# Decals on powder coat question



## olevince (Jun 11, 2017)

Has anyone had any luck with trying to put water slide decals on a powder coated bike? I was told they would not stick. Don't want to waste a set of decals if it's not going to work. Any info or experience would be helpful. Thanks.


----------



## momo608 (Jun 12, 2017)

There are two potential problems with water slide decals adhering. There is a texture or an excessive orange peel in the surface, whether it be paint or powder coat, this causes the decals to lift or "silver" upon drying. The second being the decals are of poor quality, meaning they are old or inferior quality materials . I have had decals work perfect or be total junk from the same source. You can read about a trick in my "how to show quality paint" thread on poorly adhering decals. There is also a thread in the Schwinn lightweight forum with more decal info.


----------



## Jeff54 (Jun 12, 2017)

Can't say if surface is too slick that this will work but, it's what modelers use, and it sure stuck down one I sat on 1980 bike. It emulsifies the surfaces of decal so It practically melts it on. : : Mirco Sol


----------



## Goldenrod (Jun 19, 2017)

Have you tried cutting the paper backing with the decal and then glueing the whole thing to the bike with contact cement ?


----------



## GTs58 (Jun 19, 2017)

Did you check out momo's threads/posts?

[Lines of data]
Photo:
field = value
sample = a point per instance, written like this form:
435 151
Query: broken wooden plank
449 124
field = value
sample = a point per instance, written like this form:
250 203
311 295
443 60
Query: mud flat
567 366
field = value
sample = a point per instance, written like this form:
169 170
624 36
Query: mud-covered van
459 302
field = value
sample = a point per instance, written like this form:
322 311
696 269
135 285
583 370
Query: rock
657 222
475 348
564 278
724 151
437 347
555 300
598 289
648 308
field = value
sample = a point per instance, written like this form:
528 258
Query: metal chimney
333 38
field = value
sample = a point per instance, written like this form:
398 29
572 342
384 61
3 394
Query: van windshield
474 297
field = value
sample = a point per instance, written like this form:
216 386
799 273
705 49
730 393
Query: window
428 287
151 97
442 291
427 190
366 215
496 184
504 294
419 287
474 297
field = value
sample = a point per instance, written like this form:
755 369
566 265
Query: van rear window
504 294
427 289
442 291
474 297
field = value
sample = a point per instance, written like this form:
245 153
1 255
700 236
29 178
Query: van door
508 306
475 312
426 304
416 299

_TO BE DONE_:
Resume the forum thread about water slide decals on powder coat, picking up after its last post. The records aren't needed for this.

_RESULT_:
http://www.policecarmodels.com/mideseso.html


----------



## Velocipedist Co. (Sep 7, 2017)

I've applied waterslide decals to a custom Schwinn project that had been powder coated with good results.


----------



## acurint (Jan 21, 2022)

Velocipedist Co. said:


> I've applied waterslide decals to a custom Schwinn project that had been powder coated with good results.



Just typical water slide decals from eBay sold for Schwinn bikes and a normal powder coat and it worked?


----------



## Velocipedist Co. (Jan 22, 2022)

acurint said:


> Just typical water slide decals from eBay sold for Schwinn bikes and a normal powder coat and it worked?



Yes.. decals from ebay on metal flake candy apple red powder coating.


----------



## acurint (Jan 22, 2022)

Velocipedist Co. said:


> Yes.. decals from ebay on metal flake candy apple red powder coating.



Very helpful thanks, I've been getting my bikes powder coated for durability and have a complete stingray set coming. I hate to try to install them and have them not work. My guy leaves to finish with no orange pill and pretty smooth so I've been researching it and getting conflicting information. People are saying you have to clear coat on top of the powder coat first, or put the details on and then clear coat over that so mixed answers. Thank you.


----------



## Archie Sturmer (Jan 22, 2022)

I believe that the glue on the water slide decals need a clean surface to stick to, that is neither too smooth nor too rough.


----------



## RustySprockets (Jan 22, 2022)

While this topic is fresh, can anyone state whether or not _clear powder coat _can be applied over decals?  My suspicion is that the decals would not survive the baking process.


----------



## Velocipedist Co. (Jan 22, 2022)

I’m not sure about other powder coated finishes, but mine was a very high gloss, pretty smooth without orange peel, and I don’t believe I used anything other than dish soap and water to prep the surface.  This was my only experience with water decals on powder coat so I may have also gotten lucky with the results.


----------



## Deanmc (Feb 2, 2022)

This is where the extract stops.